# Provided text
------------------------------------------------------------------------

Yesterday was the best day I’ve had in over a week. Probably because it was the first day I didn’t go anywhere or do anything so I didn’t feel like I was losing my mind trying to juggle everything. Camille watched Disney Junior all morning (don’t judge me, I have never been more thankful for toddler TV) and I did a little doggie whispering to try and turn Micah into a productive member of our family instead of just another one of the wild, hairy creatures that runs around here all day eating me out of house and home.
I was this close to finding another home for Micah — not because there was anything truly awful about him, but because he liked us too much. He has separation anxiety (something I found out later is very common in rescue dogs) so every time I would either crate him or leave the house he would howl and yelp the entire time I was gone. Occasionally I would come home to a quiet house, but then he would hear me open the door and the yelping and pawing to get out of the crate would start immediately. In a house with cement walls, the constant echoing of an upset dog is not conducive to good mental health. Add to that the crate aversion interfering with our sleep at night and Josh and I were both about to say, “enough!”

------------------------------------------------------------------------

[Collection entries]
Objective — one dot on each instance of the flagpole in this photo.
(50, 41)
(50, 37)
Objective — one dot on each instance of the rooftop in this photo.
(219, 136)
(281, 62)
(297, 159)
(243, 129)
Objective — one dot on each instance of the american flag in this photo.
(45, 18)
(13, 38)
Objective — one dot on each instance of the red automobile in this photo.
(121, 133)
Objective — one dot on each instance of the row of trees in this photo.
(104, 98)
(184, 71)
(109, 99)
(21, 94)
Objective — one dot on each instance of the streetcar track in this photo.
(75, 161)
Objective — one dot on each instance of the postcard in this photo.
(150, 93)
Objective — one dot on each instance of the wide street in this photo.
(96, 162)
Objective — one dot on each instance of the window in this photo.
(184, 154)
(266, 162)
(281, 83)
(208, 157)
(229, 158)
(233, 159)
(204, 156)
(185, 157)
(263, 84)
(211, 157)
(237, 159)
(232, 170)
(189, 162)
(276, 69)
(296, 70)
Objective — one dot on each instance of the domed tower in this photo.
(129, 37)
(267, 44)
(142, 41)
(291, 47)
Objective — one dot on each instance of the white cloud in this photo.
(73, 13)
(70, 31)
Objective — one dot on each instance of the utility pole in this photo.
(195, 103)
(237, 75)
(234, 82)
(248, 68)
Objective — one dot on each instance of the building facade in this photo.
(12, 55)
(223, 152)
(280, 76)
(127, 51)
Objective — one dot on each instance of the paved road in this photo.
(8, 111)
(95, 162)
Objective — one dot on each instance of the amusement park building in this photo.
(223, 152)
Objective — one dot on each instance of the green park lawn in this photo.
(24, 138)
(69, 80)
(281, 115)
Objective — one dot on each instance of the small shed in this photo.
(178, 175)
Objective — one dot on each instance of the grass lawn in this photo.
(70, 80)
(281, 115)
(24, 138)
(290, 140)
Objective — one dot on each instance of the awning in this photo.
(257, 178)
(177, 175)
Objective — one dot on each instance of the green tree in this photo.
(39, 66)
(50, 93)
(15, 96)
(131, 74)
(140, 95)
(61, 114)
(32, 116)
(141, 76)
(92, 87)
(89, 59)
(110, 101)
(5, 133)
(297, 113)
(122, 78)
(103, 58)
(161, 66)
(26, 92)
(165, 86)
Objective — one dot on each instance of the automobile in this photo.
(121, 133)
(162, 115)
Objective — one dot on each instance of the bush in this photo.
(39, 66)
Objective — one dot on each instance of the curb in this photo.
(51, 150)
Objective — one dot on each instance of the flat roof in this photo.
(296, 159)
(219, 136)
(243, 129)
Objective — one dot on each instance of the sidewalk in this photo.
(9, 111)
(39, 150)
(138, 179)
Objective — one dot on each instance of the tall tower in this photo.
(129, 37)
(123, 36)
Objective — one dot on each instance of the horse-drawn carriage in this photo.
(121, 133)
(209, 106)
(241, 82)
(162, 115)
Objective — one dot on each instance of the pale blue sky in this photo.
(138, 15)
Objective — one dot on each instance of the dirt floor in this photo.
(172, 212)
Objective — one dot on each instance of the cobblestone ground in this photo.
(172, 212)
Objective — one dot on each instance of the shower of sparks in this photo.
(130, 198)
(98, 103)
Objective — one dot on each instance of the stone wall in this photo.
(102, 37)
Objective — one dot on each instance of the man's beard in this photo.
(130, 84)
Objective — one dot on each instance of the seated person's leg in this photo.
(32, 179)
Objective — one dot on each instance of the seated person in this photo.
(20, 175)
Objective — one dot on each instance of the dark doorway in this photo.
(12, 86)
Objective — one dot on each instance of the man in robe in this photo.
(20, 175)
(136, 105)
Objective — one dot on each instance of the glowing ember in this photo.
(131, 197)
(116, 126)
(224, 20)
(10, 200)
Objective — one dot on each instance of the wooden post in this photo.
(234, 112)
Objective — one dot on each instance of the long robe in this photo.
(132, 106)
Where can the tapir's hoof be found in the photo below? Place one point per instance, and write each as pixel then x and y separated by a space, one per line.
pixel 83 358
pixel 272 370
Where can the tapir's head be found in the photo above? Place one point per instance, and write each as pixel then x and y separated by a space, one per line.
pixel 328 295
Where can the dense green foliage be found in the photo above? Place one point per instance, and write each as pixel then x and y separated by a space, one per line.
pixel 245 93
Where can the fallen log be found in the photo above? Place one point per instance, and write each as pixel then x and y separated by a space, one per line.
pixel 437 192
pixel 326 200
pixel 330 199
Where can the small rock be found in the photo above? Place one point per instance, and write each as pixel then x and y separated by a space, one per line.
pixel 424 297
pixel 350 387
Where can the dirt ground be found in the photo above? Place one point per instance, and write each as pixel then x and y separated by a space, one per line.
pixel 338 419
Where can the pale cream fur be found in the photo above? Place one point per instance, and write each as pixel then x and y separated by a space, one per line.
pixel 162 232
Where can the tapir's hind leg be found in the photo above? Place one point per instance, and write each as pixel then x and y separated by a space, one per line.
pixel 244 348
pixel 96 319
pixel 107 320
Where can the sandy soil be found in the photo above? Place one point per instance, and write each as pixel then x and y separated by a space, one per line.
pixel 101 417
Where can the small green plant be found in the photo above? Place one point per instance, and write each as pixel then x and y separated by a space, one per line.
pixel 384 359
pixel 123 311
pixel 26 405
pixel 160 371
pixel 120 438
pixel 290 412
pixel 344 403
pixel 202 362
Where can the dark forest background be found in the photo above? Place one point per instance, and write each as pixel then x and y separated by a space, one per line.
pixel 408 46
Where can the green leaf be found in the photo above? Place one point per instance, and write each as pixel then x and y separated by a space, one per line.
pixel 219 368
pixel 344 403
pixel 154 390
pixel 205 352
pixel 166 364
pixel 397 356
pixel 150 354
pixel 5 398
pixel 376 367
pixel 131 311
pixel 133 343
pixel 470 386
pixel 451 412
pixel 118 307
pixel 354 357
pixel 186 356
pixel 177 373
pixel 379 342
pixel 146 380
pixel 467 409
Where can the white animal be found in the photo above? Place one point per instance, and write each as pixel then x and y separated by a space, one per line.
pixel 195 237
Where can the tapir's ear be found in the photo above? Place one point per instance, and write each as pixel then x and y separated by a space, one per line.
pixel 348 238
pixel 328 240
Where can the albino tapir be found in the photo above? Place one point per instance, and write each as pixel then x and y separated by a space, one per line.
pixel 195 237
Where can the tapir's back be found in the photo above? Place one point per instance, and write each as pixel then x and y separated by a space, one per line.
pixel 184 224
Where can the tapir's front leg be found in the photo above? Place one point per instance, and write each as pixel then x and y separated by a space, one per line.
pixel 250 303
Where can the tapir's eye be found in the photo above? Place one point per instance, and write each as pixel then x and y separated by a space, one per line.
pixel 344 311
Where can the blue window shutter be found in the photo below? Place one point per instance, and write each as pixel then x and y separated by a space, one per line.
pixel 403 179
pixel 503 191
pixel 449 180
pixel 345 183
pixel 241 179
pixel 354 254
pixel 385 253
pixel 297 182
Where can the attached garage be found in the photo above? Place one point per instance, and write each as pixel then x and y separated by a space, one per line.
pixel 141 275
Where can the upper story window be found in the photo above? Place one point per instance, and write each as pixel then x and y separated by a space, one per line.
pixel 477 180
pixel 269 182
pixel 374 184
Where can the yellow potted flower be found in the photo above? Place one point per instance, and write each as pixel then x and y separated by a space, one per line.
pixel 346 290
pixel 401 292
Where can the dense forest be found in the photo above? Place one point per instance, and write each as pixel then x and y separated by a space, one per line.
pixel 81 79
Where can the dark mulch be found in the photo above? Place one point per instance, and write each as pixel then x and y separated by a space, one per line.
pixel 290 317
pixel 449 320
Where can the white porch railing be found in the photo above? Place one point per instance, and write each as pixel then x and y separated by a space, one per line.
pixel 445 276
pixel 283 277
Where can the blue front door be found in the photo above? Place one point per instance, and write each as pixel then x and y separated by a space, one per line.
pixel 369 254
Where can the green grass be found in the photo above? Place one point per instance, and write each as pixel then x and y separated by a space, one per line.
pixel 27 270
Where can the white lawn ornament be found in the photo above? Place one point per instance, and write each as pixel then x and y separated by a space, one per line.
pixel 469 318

------------------------------------------------------------------------

# Problem statement
Write the next part of the post about Micah's separation anxiety, continuing from the point where it stops. The listing has nothing to do with this.

# Answer to this task
As Josh put it, there was never a break. Since he was always running free we had to follow him around the house, making sure he wasn’t taking a pee break inside or chewing a shoe (he has a thing for barefoot shoes), but Camille has to be watched in the same way or I’m likely to find that she’s taken off her diaper and smeared lotion all over her body (yes, that actually happened). Since school started last week I’ve been home by myself all day and it is too much for one person to handle. I’ve been praying this week that it would be clear whether we made a mistake in adopting him or not so we can find him a better placement if that would be best for everyone. Jonah was the same way as far as getting into everything, but I could at least put him “to bed” for cooling off periods when he was getting to be too much to handle. I could have put Micah in the crate, but it would have involved catching him, carrying him and then having to listen to ear piercing shrieks. Not exactly relaxing or endearing to the neighbors. I tried all the “give him a delicious treat to keep him busy” advice, but he would be so anxious he couldn’t do anything but focus on getting out of the crate. Ironic that I have a dog with anxiety, isn’t it? Out of desperation, I looked online and there actually is anti-anxiety medication you can give to dogs. Josh just rolled his eyes and said, “This is getting ridiculous.”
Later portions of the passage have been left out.